** START DOCUMENT **

Thursday, December 16, 2010

Moose

Our neighbors were ambitious enough to welcome a small, black lab puppy into their homes last spring. They named him Moose and at the time, I had no idea how fitting this name would become. 

As a general rule, I think people should buy appropriate puppy gear before investing in the actual animal. My neighbors skipped this (key) step. 

For several weeks, Moose was led around on a red rope looped around his neck, no collar, no nothing, just Moose. His owner tried diligently to teach him the basics: sit, stay, come, stop chewing on my hand, no don't pee there, cut it out! You know, the basics. Well, to put it bluntly, his owner failed... miserably.

No big deal, right? 

The weather started to get colder and I saw less and less of Moose because I assume he's been confined to his inner sanctum where I'm sure he terrorizes the hell out of everyone. 

Keep in mind, the last time I saw Moose he still resembled a small, enthusiastic puppy, not quite able to put one foot in front of the other without swaying.

Tonight however, I had the privilege of getting reacquainted with Moose in the most unfortunate of circumstances. Walking to my truck this evening (I parked 2 blocks from my house...long story) I was briskly turning the corner, concentrating on the ground so as not to slip on all the snow and ice, when I hear the all too familiar jingle of dog tags coming in my direction.

Whipping my head up I see a 70 pound black creature barreling straight at me through the snow with complete ease. Clumps of snow are flying through the air in slow motion as club like paws claw at the ground, quickly gaining momentum. And, running at me with little coordination and great speed is Moose. Fucking Moose. 

I stood frozen (literally and figuratively) deciding what to do.

** END DOCUMENT **

- _WORK TO DO_
According to the post about Moose, what was the puppy led around on for several weeks? Answer using only the post about Moose.

** START ENTRIES SUPPLIED **

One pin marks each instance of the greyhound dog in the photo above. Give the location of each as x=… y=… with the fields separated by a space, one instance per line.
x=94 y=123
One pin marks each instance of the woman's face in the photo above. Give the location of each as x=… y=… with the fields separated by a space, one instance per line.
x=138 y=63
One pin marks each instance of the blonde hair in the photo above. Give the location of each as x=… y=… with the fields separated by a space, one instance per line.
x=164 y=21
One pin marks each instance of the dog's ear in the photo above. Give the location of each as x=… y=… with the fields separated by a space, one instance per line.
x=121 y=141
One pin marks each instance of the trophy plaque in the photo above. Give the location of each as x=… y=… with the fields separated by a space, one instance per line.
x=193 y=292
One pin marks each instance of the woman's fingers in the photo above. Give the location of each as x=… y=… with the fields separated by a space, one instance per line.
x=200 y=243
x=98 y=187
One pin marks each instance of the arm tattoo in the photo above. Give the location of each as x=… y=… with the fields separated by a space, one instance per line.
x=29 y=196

** END ENTRIES SUPPLIED **

- _WORKED SOLUTION_
A red rope looped around his neck, with no collar.